◆ **GIVEN INSTRUCTION A**
Pull out every line of the named object pointing listing and reproduce each one unchanged.

In this article, I am writing some notes about weight initialization. I took these from various sources I am reading regarding this. Links and References at the end of the post! Consider reading them to get a clear understanding!

NOTE: This is post for my future self to look back and review the material. So, this’ll be very unpolished!

Introduction

The first step that comes in consideration while building a neural network is the initialization of parameters - weights and biases. If not done correctly then layer activations might explode or vanish during the forward propagation which in turn makes loss gradients to be either too large or too small.
Then achieving optimization will take longer or sometimes converging to a minima using gradient descent will be impossible.

Named object pointing listing:
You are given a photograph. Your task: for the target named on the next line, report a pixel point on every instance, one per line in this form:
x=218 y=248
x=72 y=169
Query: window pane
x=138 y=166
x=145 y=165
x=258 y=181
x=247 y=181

◆ **GIVEN INSTRUCTION B**
Answer these from the notes on weight initialization:
(i) Where in the post are the links and references placed?
(ii) Which two parameters does the introduction name as needing initialization?
(iii) What might layer activations do during forward propagation if initialization is not done correctly?

◆ **CORRECT OUTPUT A**
You are given a photograph. Your task: for the target named on the next line, report a pixel point on every instance, one per line in this form:
x=218 y=248
x=72 y=169
Query: window pane
x=138 y=166
x=145 y=165
x=258 y=181
x=247 y=181

◆ **CORRECT OUTPUT B**
(i) At the end of the post.
(ii) Weights and biases.
(iii) They might explode or vanish.